-- start Records for this task --

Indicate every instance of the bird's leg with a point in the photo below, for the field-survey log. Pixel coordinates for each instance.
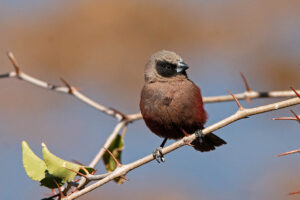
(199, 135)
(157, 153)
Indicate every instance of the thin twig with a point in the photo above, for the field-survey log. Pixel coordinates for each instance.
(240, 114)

-- end Records for this task --
-- start Records for this task --

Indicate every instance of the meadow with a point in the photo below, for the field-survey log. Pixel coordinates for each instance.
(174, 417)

-- end Records for this task --
-- start Records for this task --

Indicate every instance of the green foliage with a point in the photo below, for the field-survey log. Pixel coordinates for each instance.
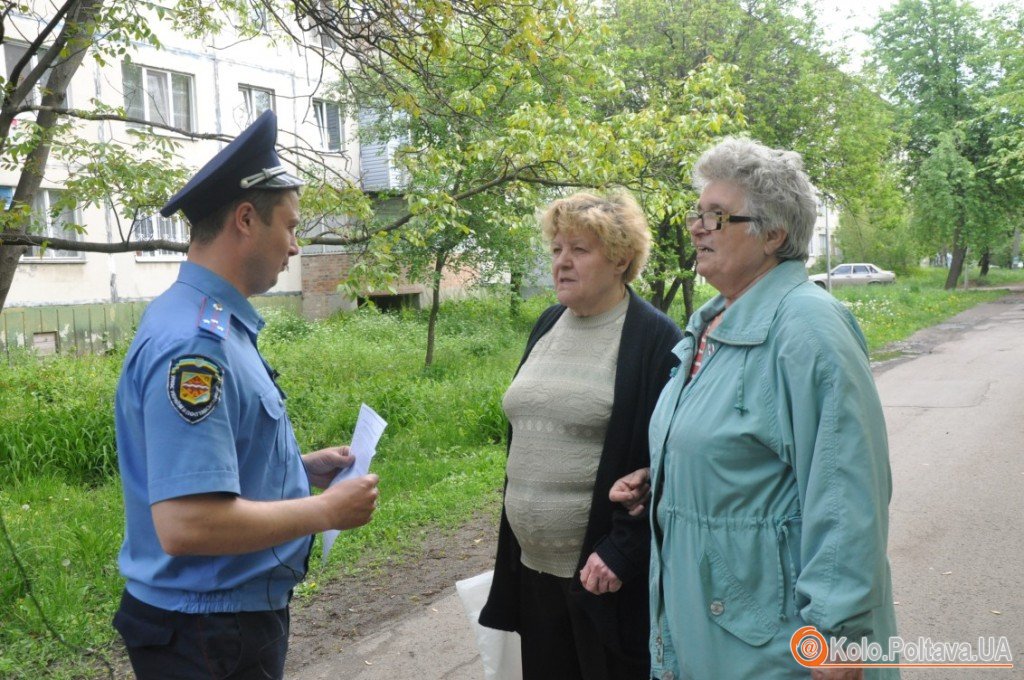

-- end Records for this task --

### Your goal
How many of the rows above contain the word "below"? Reply with the number alone.

### Solution
3